* **Record in ingresso**:
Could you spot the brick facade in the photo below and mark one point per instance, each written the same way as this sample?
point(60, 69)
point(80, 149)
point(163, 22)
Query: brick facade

* **Compito richiesto**:
Modifica i record riportati sopra sostituendo "brick facade" con "stone facade" in ogni punto e lasciando invariato tutto il resto.

* **Soluzione esercizio**:
Could you spot the stone facade in the photo below and mark one point per instance, each written the same way as this sample?
point(60, 69)
point(80, 149)
point(163, 22)
Query: stone facade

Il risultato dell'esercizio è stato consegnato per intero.